> **Exercise data**:

-.-.-

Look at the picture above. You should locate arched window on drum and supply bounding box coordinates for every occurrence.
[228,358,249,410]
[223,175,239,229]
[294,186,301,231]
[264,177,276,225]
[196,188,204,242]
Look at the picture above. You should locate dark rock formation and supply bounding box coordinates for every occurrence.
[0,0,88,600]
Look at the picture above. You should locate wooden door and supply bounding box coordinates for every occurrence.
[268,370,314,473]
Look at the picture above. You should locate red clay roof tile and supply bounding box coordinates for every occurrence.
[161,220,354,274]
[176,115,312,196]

-.-.-

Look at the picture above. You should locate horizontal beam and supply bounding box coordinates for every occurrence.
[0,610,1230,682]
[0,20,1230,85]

-.-.-

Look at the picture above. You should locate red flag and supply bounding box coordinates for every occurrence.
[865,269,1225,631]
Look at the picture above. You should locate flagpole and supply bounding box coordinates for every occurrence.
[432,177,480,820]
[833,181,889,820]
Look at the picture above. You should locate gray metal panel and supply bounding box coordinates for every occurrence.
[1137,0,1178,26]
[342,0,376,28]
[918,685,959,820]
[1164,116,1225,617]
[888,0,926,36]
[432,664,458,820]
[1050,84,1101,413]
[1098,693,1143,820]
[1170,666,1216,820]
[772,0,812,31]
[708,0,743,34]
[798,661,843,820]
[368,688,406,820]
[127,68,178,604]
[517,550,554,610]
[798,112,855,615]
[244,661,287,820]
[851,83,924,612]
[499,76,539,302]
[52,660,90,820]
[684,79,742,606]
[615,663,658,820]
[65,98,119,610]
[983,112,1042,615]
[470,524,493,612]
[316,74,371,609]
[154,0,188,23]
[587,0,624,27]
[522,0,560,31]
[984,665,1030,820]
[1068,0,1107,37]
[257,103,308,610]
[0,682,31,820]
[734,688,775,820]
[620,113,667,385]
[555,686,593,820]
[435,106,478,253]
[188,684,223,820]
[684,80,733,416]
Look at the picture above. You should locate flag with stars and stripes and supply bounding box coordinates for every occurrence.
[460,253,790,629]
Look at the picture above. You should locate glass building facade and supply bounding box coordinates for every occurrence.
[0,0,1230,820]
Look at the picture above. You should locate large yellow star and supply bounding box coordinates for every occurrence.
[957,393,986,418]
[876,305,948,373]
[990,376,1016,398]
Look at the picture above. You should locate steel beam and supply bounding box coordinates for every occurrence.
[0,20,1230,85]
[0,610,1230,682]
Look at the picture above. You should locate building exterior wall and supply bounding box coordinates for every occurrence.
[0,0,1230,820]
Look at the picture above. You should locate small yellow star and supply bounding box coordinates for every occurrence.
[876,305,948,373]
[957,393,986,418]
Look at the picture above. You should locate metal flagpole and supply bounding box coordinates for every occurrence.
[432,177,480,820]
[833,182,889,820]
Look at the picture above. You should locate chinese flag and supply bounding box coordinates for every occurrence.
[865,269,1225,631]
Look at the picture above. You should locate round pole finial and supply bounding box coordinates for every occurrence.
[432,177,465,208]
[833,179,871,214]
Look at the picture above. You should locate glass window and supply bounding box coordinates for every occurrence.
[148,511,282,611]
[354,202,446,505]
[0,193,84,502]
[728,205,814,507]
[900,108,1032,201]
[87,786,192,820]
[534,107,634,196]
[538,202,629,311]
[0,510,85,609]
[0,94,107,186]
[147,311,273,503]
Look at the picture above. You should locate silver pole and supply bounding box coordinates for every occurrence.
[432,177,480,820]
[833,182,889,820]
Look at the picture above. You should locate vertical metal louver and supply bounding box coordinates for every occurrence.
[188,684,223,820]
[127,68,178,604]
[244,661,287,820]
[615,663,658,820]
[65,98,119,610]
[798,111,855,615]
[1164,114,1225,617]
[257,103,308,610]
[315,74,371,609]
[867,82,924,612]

-.-.-

Update the listing from the line containing "Look at the picture above. You should locate flagpole" through the line containing "[833,181,889,820]" by putting "flag pole" in place of "flagpole", leaving everything else unchanged.

> **Task solution**:
Look at the picture above. You should locate flag pole and supply bounding box coordinates for every occurrence.
[432,177,480,820]
[833,181,889,820]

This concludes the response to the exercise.